**WHAT YOU HAVE TO DO**
Only lines holding the word "sand" are needed; copy each of them from the material.

[Start of section]

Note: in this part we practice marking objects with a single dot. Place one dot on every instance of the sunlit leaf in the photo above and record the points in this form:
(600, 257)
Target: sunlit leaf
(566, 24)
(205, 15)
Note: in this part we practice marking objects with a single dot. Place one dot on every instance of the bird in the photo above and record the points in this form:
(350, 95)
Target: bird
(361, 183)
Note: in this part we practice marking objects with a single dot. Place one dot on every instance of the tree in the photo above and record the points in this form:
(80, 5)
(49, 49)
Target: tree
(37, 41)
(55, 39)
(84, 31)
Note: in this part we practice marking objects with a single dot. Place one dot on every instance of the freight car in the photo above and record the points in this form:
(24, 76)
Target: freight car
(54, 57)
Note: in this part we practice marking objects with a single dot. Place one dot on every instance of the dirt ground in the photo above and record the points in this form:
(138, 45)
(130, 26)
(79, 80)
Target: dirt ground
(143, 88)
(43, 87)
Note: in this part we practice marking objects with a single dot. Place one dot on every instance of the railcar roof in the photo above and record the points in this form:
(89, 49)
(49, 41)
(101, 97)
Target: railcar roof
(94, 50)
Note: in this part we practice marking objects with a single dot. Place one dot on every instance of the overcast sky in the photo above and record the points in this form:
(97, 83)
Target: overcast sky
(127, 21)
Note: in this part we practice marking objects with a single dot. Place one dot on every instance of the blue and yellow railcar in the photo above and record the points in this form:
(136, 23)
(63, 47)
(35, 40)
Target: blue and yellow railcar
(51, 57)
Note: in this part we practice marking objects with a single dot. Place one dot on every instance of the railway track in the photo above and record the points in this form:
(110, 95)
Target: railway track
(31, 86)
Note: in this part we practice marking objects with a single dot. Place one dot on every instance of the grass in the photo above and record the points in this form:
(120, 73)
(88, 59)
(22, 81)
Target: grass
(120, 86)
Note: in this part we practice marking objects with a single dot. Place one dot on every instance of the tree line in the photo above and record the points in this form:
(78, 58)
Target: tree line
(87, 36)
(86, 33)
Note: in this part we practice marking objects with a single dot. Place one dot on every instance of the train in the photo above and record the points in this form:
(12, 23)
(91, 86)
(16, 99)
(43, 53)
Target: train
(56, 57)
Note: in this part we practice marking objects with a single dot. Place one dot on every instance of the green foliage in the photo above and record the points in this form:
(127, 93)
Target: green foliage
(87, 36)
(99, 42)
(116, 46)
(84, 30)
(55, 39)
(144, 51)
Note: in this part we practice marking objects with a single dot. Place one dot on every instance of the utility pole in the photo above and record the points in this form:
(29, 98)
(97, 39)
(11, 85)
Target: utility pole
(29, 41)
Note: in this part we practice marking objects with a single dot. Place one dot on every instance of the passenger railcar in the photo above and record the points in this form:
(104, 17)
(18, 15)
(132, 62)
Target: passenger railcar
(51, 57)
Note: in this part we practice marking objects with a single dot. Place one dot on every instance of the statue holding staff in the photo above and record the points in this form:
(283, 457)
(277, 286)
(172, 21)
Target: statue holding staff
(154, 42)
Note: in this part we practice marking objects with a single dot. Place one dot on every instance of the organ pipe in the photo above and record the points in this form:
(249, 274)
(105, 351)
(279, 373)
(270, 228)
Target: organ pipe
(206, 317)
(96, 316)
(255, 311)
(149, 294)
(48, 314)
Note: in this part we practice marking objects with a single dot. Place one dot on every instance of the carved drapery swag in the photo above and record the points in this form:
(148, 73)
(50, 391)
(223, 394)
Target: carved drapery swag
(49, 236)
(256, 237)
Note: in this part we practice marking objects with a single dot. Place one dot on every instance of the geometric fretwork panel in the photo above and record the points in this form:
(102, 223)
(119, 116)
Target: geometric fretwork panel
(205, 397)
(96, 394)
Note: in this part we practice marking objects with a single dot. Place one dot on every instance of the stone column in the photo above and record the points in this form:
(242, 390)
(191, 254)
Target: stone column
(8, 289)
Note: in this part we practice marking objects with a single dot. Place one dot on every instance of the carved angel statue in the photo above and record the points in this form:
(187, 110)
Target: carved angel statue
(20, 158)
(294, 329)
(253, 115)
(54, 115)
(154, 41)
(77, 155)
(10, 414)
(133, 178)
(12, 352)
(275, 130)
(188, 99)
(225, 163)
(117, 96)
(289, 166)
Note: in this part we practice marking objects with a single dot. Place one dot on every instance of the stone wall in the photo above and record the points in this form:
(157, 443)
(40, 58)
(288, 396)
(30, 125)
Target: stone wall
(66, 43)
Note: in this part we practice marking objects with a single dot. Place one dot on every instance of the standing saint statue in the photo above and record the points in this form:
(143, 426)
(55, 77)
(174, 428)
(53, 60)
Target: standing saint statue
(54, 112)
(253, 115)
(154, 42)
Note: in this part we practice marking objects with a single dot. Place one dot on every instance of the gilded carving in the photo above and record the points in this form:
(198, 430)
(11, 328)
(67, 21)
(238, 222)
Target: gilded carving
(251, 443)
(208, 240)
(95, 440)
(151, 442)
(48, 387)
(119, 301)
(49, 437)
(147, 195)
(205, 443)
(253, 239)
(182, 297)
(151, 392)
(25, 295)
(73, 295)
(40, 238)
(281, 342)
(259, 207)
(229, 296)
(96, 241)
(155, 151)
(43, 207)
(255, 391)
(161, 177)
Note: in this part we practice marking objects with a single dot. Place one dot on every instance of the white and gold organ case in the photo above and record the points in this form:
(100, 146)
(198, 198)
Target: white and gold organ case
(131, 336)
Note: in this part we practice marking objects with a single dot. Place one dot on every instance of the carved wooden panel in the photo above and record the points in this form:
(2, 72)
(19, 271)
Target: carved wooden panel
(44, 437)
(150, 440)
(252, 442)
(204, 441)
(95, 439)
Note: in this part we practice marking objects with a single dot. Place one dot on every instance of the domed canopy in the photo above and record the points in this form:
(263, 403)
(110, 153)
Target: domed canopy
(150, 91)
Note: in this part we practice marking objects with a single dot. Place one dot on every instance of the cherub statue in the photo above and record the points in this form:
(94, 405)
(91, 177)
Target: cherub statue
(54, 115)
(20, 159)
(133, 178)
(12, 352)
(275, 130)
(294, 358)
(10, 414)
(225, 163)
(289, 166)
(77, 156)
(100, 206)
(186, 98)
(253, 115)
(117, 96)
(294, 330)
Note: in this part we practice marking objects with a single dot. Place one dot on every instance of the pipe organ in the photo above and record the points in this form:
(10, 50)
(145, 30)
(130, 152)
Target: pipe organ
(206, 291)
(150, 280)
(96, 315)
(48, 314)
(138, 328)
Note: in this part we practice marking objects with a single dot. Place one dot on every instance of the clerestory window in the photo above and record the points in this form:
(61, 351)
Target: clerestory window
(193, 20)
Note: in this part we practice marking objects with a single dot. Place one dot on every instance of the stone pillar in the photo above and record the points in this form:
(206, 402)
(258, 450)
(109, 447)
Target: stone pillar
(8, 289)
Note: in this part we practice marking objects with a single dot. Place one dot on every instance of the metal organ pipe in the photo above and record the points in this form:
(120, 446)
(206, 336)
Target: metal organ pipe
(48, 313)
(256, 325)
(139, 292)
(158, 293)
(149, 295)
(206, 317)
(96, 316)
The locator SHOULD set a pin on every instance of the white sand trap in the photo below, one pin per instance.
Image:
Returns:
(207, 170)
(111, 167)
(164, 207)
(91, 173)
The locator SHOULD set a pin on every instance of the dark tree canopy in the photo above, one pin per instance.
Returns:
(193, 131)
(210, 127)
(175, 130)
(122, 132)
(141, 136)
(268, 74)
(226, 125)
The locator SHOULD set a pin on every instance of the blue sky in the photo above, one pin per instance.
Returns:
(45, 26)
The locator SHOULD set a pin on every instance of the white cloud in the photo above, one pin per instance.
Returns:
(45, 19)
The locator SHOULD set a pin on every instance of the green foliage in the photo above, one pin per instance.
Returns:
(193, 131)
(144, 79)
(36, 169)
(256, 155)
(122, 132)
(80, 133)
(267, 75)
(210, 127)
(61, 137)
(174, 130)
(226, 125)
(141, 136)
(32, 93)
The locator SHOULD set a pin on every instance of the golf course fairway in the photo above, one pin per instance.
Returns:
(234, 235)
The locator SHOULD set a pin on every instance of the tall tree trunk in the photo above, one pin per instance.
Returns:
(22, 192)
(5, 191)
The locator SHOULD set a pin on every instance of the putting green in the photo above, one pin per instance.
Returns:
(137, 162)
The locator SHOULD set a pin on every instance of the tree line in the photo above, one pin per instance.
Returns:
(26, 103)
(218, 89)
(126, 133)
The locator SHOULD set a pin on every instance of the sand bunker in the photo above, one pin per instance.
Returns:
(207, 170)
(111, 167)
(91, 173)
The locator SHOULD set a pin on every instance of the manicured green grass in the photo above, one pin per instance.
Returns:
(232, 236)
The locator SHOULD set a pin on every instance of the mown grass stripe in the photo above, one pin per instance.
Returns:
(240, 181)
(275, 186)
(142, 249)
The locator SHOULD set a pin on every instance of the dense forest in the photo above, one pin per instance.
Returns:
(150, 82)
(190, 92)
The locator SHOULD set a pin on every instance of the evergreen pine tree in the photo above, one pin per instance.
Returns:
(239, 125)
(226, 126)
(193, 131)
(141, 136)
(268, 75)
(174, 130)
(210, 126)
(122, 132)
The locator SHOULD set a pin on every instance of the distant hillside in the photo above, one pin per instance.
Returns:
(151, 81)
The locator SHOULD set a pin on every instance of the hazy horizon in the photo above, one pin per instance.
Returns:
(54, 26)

[End of section]

**RESPONSE TO THIS EXERCISE**
The locator SHOULD set a pin on every instance of the white sand trap in the photo below, one pin per instance.
The locator SHOULD set a pin on every instance of the sand bunker in the photo above, one pin per instance.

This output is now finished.